======== Data listing ========
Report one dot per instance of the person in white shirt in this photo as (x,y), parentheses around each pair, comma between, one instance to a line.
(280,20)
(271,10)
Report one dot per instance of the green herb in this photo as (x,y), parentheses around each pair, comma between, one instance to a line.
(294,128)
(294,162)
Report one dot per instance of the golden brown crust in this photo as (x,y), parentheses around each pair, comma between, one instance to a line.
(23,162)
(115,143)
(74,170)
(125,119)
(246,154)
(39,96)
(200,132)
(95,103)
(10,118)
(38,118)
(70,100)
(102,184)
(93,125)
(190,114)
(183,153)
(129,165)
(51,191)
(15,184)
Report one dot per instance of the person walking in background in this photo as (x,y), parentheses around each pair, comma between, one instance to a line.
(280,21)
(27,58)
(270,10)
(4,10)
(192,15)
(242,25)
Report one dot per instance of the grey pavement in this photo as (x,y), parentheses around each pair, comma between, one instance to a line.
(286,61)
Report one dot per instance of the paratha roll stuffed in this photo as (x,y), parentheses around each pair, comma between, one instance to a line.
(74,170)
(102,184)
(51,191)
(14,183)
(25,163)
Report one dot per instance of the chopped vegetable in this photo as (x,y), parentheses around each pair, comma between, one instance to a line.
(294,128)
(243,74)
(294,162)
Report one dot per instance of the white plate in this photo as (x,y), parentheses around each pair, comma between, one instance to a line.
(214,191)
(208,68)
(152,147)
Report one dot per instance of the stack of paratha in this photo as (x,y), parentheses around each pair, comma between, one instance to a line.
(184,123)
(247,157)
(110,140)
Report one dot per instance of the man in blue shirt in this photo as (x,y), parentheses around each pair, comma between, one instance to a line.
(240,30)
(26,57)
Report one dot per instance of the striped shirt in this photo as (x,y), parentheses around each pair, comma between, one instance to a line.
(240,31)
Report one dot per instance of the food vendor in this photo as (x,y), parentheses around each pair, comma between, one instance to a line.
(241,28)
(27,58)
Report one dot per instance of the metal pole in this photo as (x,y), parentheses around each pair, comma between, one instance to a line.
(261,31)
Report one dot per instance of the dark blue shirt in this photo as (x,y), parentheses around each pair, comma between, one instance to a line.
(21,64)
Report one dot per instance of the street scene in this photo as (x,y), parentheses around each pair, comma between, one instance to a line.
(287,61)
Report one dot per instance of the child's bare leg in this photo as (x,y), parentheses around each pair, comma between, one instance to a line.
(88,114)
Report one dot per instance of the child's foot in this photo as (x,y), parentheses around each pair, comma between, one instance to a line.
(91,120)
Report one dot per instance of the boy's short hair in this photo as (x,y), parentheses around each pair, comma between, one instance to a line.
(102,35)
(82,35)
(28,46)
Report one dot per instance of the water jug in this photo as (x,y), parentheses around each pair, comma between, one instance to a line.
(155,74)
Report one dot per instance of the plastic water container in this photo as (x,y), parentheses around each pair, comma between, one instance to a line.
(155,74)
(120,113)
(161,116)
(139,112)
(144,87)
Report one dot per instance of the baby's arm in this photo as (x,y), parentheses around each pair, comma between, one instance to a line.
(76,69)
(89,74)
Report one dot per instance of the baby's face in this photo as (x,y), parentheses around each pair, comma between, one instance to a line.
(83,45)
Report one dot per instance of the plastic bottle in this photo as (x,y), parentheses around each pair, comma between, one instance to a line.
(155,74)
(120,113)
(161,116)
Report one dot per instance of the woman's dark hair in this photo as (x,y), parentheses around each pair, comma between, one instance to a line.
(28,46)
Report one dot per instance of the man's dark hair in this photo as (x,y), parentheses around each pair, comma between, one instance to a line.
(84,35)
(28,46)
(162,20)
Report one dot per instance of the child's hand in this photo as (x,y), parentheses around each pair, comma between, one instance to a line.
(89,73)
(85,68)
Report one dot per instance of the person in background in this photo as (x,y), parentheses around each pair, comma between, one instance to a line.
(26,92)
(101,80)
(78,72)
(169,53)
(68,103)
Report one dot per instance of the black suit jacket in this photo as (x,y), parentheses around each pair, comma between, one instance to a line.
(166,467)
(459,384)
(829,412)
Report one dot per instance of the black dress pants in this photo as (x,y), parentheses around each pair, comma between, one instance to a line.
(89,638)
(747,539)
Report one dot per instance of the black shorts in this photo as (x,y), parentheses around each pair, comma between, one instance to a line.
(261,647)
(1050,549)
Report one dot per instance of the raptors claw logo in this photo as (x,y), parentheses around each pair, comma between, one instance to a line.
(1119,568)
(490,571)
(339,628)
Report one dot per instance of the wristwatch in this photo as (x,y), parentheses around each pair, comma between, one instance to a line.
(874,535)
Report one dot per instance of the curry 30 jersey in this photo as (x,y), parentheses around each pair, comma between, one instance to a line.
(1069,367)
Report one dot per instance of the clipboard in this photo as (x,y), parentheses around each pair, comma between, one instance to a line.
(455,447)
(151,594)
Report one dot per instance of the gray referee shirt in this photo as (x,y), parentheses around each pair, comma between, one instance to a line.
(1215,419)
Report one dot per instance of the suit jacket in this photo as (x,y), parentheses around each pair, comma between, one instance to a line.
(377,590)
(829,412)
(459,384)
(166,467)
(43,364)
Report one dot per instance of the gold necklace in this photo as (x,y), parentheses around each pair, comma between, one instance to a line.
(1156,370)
========
Exercise instructions:
Copy out the entire listing again, word for word.

Reply:
Report one dot per instance of the person in white shirt in this photo as (x,y), parentheses around each pair, comma between, one instance to a line.
(280,20)
(271,10)
Report one dot per instance of the green herb in this photo as (x,y), parentheses around each pair, comma between, one instance to a line.
(294,128)
(294,162)
Report one dot per instance of the golden brown crust in this photo as (x,y), parentheses around each pair, comma between, one instance to a line.
(23,162)
(115,143)
(74,170)
(125,119)
(246,154)
(39,96)
(200,132)
(95,103)
(10,118)
(38,118)
(70,100)
(102,184)
(93,125)
(190,114)
(183,153)
(129,165)
(51,191)
(15,184)
Report one dot per instance of the person walking in background in this photo as (x,y), parentheses around each pair, comma between, one instance to a line.
(280,21)
(27,58)
(270,10)
(4,10)
(192,15)
(242,25)
Report one dot per instance of the grey pavement in this photo as (x,y), parentheses around each pair, comma between, one instance to a line.
(286,61)
Report one dot per instance of the paratha roll stuffed in this photo as (x,y), parentheses around each pair, comma between, one instance to a line.
(74,170)
(102,184)
(51,191)
(14,183)
(25,163)
Report one dot per instance of the chopped vegetable in this photo as (x,y), parentheses around each pair, comma between, one instance to a line.
(294,128)
(243,74)
(294,162)
Report one dot per instance of the white plate in this photo as (x,y), parentheses around each pair, comma between, one instance to a line.
(214,191)
(208,68)
(152,147)
Report one dot per instance of the stack of paratha in this photo as (x,y), parentheses around each pair, comma between, one instance to a line.
(184,123)
(247,157)
(110,140)
Report one dot per instance of the man in blue shirt in this photo as (x,y), parentheses around each pair, comma between, one instance to a line.
(240,30)
(26,57)
Report one dot per instance of the striped shirt in this photo as (x,y), parentheses around each pair, comma between, one instance to a line.
(240,31)
Report one dot per instance of the food vendor in this photo as (x,y), parentheses around each pair, comma between, one instance to a line.
(241,28)
(27,58)
Report one dot per instance of the metal pole in this photo as (x,y), parentheses around each pair, comma between, one instance to a line.
(261,31)
Report one dot per instance of the dark blue shirt in this photo as (x,y), parentheses around each pair, comma between, one instance to a line.
(21,64)
Report one dot per instance of the street scene in this photo as (x,y), parentheses around each pair, comma between, one instance to a line.
(287,61)
Report one dot per instance of the child's bare leg in this photo as (x,y), parentheses around each pair, comma between, one instance to a line.
(88,114)
Report one dot per instance of the child's foot in this photo as (x,y), parentheses around each pair, comma between, one instance to a line.
(91,120)
Report one dot per instance of the boy's short hair in this photo as (x,y), parentheses around each pair, comma between, one instance to a line.
(102,35)
(82,35)
(28,46)
Report one dot per instance of the water jug in this photo as (x,y), parentheses around each pair, comma between, one instance to a line.
(155,74)
Report one dot per instance of the plastic water container in this photo as (x,y), parentheses around each pair, comma between, one instance to a line.
(155,74)
(120,113)
(161,116)
(139,112)
(144,87)
Report one dot per instance of the baby's arm in this photo as (x,y), parentheses around each pair, comma between, one instance to a line.
(76,69)
(89,74)
Report one dot per instance of the baby's face in this photo as (x,y), parentheses around each pair, comma between, one instance to a line.
(83,45)
Report one dot per instance of the plastic bottle in this photo as (x,y), parentheses around each pair, comma between, one instance to a line.
(155,74)
(120,113)
(161,116)
Report one dot per instance of the woman's dark hair in this photo as (x,y), parentheses around each pair, comma between, one instance to a line.
(28,46)
Report one dot per instance of the man's dark hair in this photo as (x,y), parentheses around each pair, comma between, one instance to a line.
(84,35)
(28,46)
(162,20)
Report one dot per instance of the child's hand in this photo as (x,y), parentheses around each pair, comma between, one instance to a line.
(89,73)
(85,68)
Report one dot per instance of the person in background in this photo as (x,y), parentheses around each pair, comma between, one instance to a line.
(26,92)
(101,80)
(78,72)
(169,53)
(68,103)
Report one dot per instance of the black suit jacket in this photo as (x,y), parentheses around each pair, comma between, one instance to a line.
(166,467)
(459,384)
(829,412)
Report one dot per instance of the black dress pants in this photo as (x,y), parentheses around each pair, comma between, one instance to a line.
(89,638)
(747,539)
Report one dot per instance of the black shorts in this photo as (x,y), parentheses around each pair, comma between, one instance to a line.
(261,647)
(1050,549)
Report one dot per instance of the raptors claw logo in this photo as (x,y), parentheses around each pair, comma between, one instance to a line.
(1119,568)
(490,571)
(339,628)
Report one dot per instance of the wristwatch in this photo as (x,y), parentheses around each pair, comma between, one instance to a line.
(874,535)
Report one dot per instance of the curry 30 jersey in this photo as (x,y), parentheses around each pair, comma between, one instance to a line.
(1069,367)
Report one dot per instance of the clipboard in this photo as (x,y), parentheses around each pair, comma between, one instance to a line.
(455,447)
(151,594)
Report one dot per instance of the gray referee shirt in this photo as (x,y), parentheses around each pair, comma between, one instance to a line.
(1215,419)
Report one dot per instance of the suit jacket in this photo as (x,y), parentheses around each pair, comma between, one instance to a line.
(377,590)
(829,412)
(459,384)
(166,467)
(43,364)
Report one dot per instance of the gold necklace in this photo as (x,y), parentheses around each pair, comma between, one instance to a line.
(1156,370)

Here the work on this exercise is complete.